### REQUIRED WORK
Could you retype the entries exactly as they are?

[Natural language region descriptions]
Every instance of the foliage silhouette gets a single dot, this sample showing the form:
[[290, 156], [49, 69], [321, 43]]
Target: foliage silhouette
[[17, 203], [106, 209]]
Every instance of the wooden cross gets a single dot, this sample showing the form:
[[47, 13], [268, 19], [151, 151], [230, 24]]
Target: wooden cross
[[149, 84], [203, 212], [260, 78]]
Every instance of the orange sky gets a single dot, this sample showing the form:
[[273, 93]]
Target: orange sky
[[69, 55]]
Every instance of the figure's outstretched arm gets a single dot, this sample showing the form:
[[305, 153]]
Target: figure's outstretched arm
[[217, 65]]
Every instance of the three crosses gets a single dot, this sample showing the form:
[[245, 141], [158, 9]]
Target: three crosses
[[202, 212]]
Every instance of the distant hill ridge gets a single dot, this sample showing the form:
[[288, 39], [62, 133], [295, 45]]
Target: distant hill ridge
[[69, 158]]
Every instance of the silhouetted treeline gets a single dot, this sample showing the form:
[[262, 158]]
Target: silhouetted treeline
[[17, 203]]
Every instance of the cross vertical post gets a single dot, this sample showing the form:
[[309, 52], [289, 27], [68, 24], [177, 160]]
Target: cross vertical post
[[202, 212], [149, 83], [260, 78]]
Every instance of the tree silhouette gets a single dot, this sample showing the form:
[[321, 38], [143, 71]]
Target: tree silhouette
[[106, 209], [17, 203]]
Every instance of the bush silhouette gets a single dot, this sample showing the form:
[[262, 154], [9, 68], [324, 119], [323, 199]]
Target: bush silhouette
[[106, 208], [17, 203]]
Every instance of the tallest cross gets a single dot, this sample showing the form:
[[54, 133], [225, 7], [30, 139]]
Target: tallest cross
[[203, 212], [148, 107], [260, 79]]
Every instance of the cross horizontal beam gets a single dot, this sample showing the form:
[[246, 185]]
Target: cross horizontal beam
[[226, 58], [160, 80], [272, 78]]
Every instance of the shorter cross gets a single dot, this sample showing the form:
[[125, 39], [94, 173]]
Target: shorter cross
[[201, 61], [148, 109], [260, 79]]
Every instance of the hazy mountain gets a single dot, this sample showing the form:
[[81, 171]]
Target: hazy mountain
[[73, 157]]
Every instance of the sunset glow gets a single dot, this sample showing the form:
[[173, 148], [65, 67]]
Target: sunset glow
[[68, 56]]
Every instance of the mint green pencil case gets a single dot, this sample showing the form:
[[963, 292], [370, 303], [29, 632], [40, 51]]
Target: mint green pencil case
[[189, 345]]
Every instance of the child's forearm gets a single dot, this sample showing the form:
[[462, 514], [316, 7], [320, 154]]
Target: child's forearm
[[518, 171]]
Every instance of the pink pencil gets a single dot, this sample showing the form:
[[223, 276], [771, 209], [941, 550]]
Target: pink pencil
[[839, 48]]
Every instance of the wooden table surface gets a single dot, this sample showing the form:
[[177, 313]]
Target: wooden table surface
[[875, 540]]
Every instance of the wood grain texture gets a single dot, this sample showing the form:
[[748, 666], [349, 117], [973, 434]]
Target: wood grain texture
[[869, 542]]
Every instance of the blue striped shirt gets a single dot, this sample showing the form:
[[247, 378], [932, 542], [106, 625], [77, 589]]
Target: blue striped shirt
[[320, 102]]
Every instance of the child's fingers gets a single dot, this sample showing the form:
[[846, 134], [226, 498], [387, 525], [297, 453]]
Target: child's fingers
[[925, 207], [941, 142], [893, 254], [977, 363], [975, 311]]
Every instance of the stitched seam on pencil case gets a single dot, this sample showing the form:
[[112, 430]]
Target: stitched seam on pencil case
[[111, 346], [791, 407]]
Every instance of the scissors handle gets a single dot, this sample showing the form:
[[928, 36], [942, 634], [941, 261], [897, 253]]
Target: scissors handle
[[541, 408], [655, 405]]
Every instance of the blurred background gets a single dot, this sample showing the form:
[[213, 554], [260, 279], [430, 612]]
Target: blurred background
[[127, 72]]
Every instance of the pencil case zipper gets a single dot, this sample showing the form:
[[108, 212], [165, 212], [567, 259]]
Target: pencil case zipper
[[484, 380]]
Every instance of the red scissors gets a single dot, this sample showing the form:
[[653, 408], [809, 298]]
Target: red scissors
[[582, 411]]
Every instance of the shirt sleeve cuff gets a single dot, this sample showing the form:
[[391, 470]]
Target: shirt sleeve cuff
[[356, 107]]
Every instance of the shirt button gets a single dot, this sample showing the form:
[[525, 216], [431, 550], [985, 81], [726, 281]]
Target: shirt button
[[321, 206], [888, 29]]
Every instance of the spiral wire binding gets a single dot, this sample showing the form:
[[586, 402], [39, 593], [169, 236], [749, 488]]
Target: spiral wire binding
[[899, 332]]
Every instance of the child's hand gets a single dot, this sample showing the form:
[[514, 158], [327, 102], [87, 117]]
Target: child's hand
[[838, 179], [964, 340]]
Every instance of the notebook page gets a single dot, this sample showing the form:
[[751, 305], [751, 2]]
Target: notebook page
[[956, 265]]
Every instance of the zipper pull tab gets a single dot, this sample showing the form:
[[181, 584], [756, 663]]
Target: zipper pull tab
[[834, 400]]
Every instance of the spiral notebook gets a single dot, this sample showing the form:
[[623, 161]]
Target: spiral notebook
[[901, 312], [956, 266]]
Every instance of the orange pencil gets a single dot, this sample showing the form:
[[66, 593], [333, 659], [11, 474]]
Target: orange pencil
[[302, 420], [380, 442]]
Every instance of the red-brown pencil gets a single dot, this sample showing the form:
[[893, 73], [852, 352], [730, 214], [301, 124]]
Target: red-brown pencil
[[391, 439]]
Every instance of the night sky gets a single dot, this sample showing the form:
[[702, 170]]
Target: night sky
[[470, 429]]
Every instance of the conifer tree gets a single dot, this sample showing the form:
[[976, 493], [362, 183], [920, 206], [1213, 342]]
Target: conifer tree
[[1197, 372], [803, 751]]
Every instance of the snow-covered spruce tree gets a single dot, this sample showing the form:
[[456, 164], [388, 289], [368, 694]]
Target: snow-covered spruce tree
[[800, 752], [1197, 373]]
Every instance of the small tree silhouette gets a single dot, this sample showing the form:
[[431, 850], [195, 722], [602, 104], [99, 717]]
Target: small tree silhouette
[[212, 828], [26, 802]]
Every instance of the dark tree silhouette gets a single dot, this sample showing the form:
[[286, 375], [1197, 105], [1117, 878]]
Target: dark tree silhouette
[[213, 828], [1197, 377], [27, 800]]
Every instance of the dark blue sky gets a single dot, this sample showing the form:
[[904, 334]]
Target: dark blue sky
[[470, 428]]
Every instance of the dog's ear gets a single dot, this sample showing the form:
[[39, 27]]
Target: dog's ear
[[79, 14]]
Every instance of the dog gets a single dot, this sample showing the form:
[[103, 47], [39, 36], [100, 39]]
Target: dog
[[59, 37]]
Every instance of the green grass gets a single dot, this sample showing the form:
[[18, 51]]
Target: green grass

### WRITTEN SOLUTION
Every instance of the foliage silhouette gets a single dot, this sample showing the form:
[[290, 156], [49, 69], [321, 43]]
Target: foliage silhouette
[[17, 203], [106, 209]]
Every instance of the wooden cross gets a single dot, this sample showing the form:
[[47, 13], [268, 19], [151, 151], [230, 24]]
Target: wooden cross
[[149, 84], [203, 212], [260, 78]]
Every instance of the orange sky gets a single dot, this sample showing the form:
[[273, 93]]
Target: orange sky
[[69, 55]]
Every instance of the figure's outstretched arm gets a single dot, this sample showing the form:
[[305, 153]]
Target: figure's outstretched arm
[[217, 65]]
Every instance of the three crosses gets a single dot, this sample showing the form:
[[245, 141], [158, 9]]
Target: three crosses
[[202, 212]]
Every instance of the distant hill ridge gets a single dot, this sample showing the form:
[[288, 39], [62, 133], [295, 45]]
Target: distant hill ridge
[[69, 158]]
Every instance of the silhouetted treeline gets a single dot, this sample showing the form:
[[262, 158]]
Target: silhouetted treeline
[[17, 203]]
Every instance of the cross vertical post gets a single dot, this sample showing the form:
[[309, 52], [289, 27], [68, 24], [177, 160]]
Target: cross vertical post
[[202, 212], [149, 83], [260, 78]]
Every instance of the tree silhouette gets a single dot, this sample showing the form:
[[321, 38], [143, 71]]
Target: tree silhouette
[[106, 209], [17, 203]]
Every instance of the bush silhouette gets a single dot, this sample showing the form:
[[262, 154], [9, 68], [324, 119], [323, 199]]
Target: bush silhouette
[[106, 208], [17, 203]]
Every instance of the tallest cross gets a single dot, this sample showing the form:
[[54, 133], [225, 7], [30, 139]]
Target: tallest cross
[[203, 212], [148, 107], [260, 79]]
Every instance of the cross horizontal beam gets a single dot, this sample showing the form:
[[246, 185]]
Target: cross horizontal beam
[[226, 58], [160, 80], [272, 78]]
Every instance of the shorter cross gets a single dot, this sample showing the form:
[[125, 39], [94, 173]]
Target: shorter cross
[[201, 61], [148, 109], [260, 79]]
Every instance of the hazy mountain gets a single dot, this sample showing the form:
[[81, 171]]
Target: hazy mountain
[[73, 157]]
Every instance of the sunset glow gets a single dot, this sample showing the form:
[[173, 148], [65, 67]]
Target: sunset glow
[[68, 56]]
Every instance of the mint green pencil case gets a single dot, this sample showing the form:
[[963, 292], [370, 303], [29, 632], [40, 51]]
Target: mint green pencil case
[[189, 345]]
Every instance of the child's forearm gets a single dot, this sample showing the form:
[[462, 514], [316, 7], [320, 154]]
Target: child's forearm
[[518, 171]]
Every instance of the pink pencil gets a single dot, this sample showing the form:
[[223, 276], [771, 209], [941, 550]]
Target: pink pencil
[[839, 48]]
Every instance of the wooden table surface gets a single dot, this sample showing the form:
[[177, 313]]
Target: wooden table surface
[[875, 540]]
Every instance of the wood grain texture gets a single dot, this sample showing the form:
[[748, 666], [349, 117], [973, 434]]
Target: wood grain texture
[[869, 542]]
Every instance of the blue striped shirt gets a single dot, this sample showing the form:
[[247, 378], [932, 542], [106, 625], [77, 589]]
Target: blue striped shirt
[[320, 102]]
Every instance of the child's fingers gets a single dot, this sample showing the form:
[[846, 134], [226, 498], [387, 525], [297, 453]]
Target: child's fingers
[[925, 207], [941, 142], [893, 254], [977, 363], [975, 311]]
Every instance of the stitched seam on pencil case gets a single dot, this sample showing the form:
[[112, 430]]
Target: stitched seam on pencil case
[[111, 346], [791, 407]]
Every instance of the scissors handle gets a single dot, this sample showing the form:
[[928, 36], [942, 634], [941, 261], [897, 253]]
Target: scissors handle
[[541, 408], [655, 405]]
Every instance of the blurred background gets a single dot, this sample showing the form:
[[213, 554], [260, 279], [430, 612]]
Target: blurred background
[[127, 72]]
Every instance of the pencil case zipper gets a single dot, this sample showing the form:
[[108, 212], [165, 212], [567, 259]]
Target: pencil case zipper
[[484, 380]]
Every instance of the red scissors gets a single dot, this sample showing the form:
[[653, 408], [809, 298]]
Target: red scissors
[[582, 411]]
Every instance of the shirt sleeve cuff gets a single dot, this sample showing the form:
[[391, 470]]
Target: shirt sleeve cuff
[[356, 107]]
Every instance of the shirt button gets a single dot, this sample showing the form:
[[525, 216], [431, 550], [985, 81], [726, 281]]
Target: shirt button
[[321, 206], [888, 29]]
Every instance of the spiral wire binding gets a single dot, this sample showing the form:
[[586, 402], [39, 593], [169, 236], [749, 488]]
Target: spiral wire binding
[[899, 332]]
Every instance of the child's hand gets a single dot, this sample showing the form:
[[514, 158], [327, 102], [87, 117]]
Target: child's hand
[[838, 179], [964, 340]]
Every instance of the notebook page gets a single dot, this sample showing the form:
[[751, 305], [751, 2]]
Target: notebook page
[[956, 265]]
Every instance of the zipper pull tab gets a single dot, this sample showing the form:
[[181, 584], [756, 663]]
Target: zipper pull tab
[[834, 400]]
Every instance of the spiral notebook gets a single dot, this sample showing the form:
[[623, 161]]
Target: spiral notebook
[[901, 312], [956, 266]]
Every instance of the orange pencil gets a single dot, this sample showing the form:
[[66, 593], [333, 659], [11, 474]]
Target: orange pencil
[[302, 420], [380, 442]]
Every instance of the red-brown pencil gets a single dot, this sample showing the form:
[[893, 73], [852, 352], [730, 214], [301, 124]]
Target: red-brown pencil
[[391, 439]]
Every instance of the night sky gets a single dot, this sample showing the form:
[[702, 170]]
Target: night sky
[[470, 429]]
Every instance of the conifer tree gets a single dot, this sample showing the form:
[[976, 493], [362, 183], [920, 206], [1213, 342]]
Target: conifer tree
[[1197, 372], [803, 751]]
Every instance of the snow-covered spruce tree gets a single dot, this sample showing the form:
[[456, 164], [388, 289], [368, 694]]
Target: snow-covered spruce tree
[[800, 752], [1197, 373]]
Every instance of the small tree silhouette gets a single dot, this sample showing the form:
[[431, 850], [195, 722], [602, 104], [99, 717]]
Target: small tree silhouette
[[212, 828], [26, 802]]
Every instance of the dark tree silhouette gets a single dot, this sample showing the form:
[[286, 375], [1197, 105], [1117, 878]]
Target: dark tree silhouette
[[213, 828], [1197, 377], [27, 800]]
Every instance of the dark blue sky gets a single dot, this sample showing the form:
[[904, 334]]
Target: dark blue sky
[[470, 428]]
Every instance of the dog's ear gets a single dot, this sample showing the form:
[[39, 27]]
Target: dog's ear
[[79, 14]]
Every instance of the dog gets a single dot, this sample showing the form:
[[103, 47], [39, 36], [100, 39]]
Target: dog
[[59, 37]]
Every instance of the green grass gets a single dot, this sample showing the form:
[[18, 51]]
Target: green grass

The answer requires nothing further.